Directions
Pull out every line of the data below that contains the word "roof". Copy each of those lines in full.

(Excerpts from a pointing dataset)
■ ■ ■ ■ ■ ■ ■

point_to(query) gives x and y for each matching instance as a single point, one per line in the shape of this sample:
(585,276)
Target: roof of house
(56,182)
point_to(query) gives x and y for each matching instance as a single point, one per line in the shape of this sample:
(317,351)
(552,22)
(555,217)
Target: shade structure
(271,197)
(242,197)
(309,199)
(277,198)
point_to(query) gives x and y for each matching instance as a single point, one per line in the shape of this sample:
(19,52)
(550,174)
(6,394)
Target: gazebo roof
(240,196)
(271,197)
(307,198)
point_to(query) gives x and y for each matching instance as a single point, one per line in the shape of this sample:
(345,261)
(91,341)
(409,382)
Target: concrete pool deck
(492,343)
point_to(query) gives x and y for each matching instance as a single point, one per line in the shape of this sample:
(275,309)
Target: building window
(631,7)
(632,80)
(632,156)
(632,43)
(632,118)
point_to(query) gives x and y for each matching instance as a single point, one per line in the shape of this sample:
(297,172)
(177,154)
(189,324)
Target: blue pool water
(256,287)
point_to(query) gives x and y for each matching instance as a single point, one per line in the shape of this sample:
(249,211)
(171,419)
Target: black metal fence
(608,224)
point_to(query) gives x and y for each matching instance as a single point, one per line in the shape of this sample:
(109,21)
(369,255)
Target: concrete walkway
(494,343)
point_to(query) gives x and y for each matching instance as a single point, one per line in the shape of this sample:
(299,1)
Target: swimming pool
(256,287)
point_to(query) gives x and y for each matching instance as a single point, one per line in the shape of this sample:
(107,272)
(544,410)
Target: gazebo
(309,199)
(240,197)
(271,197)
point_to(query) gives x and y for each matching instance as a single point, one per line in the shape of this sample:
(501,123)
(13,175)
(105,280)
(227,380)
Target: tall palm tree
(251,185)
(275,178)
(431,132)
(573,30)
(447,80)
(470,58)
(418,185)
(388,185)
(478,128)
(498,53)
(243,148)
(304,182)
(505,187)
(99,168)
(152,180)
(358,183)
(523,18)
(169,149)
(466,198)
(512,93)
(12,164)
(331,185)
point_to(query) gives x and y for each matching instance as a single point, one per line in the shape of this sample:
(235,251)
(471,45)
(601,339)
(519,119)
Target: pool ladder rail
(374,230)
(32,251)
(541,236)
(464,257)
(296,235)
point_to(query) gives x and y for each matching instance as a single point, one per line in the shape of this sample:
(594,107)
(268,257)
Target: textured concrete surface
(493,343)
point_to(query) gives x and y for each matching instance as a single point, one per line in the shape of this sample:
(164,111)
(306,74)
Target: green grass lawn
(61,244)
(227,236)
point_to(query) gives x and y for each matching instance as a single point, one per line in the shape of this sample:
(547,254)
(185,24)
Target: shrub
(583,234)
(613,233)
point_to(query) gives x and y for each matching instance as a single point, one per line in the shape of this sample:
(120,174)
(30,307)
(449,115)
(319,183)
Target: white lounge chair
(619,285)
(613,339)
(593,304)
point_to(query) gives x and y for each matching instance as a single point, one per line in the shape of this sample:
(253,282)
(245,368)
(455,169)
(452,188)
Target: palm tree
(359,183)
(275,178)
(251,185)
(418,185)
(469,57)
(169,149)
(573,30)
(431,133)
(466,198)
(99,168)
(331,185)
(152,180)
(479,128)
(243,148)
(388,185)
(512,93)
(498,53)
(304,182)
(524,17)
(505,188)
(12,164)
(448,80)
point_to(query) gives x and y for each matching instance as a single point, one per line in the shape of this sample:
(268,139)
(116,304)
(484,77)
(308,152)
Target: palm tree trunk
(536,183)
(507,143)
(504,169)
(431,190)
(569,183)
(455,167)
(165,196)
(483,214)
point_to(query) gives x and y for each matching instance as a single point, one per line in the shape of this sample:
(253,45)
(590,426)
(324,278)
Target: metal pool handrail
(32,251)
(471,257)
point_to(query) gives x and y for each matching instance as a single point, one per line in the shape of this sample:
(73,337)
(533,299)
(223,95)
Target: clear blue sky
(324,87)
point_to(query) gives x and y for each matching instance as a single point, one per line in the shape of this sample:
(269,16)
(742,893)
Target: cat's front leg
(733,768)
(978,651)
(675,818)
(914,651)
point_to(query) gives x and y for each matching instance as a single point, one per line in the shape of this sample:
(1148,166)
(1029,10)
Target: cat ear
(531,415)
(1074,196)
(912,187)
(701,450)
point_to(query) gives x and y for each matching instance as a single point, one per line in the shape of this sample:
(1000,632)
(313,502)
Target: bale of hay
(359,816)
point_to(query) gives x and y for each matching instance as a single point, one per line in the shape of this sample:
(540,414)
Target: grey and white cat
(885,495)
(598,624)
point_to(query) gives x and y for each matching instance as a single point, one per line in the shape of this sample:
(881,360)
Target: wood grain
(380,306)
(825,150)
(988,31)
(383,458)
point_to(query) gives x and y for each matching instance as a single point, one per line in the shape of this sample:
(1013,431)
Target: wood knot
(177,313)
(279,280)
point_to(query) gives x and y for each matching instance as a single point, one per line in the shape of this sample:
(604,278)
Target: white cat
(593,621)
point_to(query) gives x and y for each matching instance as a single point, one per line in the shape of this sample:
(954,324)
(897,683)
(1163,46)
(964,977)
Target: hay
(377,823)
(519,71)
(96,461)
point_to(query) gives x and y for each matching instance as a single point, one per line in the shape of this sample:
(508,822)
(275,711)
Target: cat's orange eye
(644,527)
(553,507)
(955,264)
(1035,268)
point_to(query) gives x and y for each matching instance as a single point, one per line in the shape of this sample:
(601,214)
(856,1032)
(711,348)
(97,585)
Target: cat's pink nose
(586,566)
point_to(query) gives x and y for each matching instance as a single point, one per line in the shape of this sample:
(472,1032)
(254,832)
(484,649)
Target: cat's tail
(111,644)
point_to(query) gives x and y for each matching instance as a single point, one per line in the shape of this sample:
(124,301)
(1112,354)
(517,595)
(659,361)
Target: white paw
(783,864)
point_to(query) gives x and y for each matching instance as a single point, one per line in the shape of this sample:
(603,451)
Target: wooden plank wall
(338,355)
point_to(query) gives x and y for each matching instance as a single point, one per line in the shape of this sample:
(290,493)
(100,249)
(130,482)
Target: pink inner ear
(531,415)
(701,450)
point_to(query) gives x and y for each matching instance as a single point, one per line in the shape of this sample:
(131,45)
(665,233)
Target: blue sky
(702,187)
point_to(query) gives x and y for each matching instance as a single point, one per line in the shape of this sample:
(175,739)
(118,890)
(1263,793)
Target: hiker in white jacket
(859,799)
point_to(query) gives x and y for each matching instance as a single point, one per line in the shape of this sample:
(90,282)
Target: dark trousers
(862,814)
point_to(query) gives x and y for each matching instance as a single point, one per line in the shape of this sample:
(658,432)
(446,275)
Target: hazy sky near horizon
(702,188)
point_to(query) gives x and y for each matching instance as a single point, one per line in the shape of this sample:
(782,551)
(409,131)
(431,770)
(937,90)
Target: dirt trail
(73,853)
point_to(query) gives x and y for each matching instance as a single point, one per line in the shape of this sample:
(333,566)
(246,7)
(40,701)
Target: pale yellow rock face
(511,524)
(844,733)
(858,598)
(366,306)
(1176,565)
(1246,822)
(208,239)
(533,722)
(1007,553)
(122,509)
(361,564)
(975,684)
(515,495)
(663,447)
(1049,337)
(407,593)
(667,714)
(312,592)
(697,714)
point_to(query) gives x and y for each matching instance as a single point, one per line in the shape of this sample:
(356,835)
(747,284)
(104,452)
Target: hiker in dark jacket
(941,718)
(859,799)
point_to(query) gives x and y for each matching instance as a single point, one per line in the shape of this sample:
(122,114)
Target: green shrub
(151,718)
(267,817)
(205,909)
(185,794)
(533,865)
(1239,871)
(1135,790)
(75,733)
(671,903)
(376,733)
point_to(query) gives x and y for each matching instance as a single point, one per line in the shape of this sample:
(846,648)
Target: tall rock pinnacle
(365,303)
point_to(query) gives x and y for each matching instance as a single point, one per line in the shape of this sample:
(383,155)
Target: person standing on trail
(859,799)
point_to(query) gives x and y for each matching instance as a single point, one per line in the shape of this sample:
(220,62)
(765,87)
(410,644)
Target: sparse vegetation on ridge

■ ■ ■ ■ ■ ■ ■

Answer to this exercise
Target: roof of house
Target: gazebo roof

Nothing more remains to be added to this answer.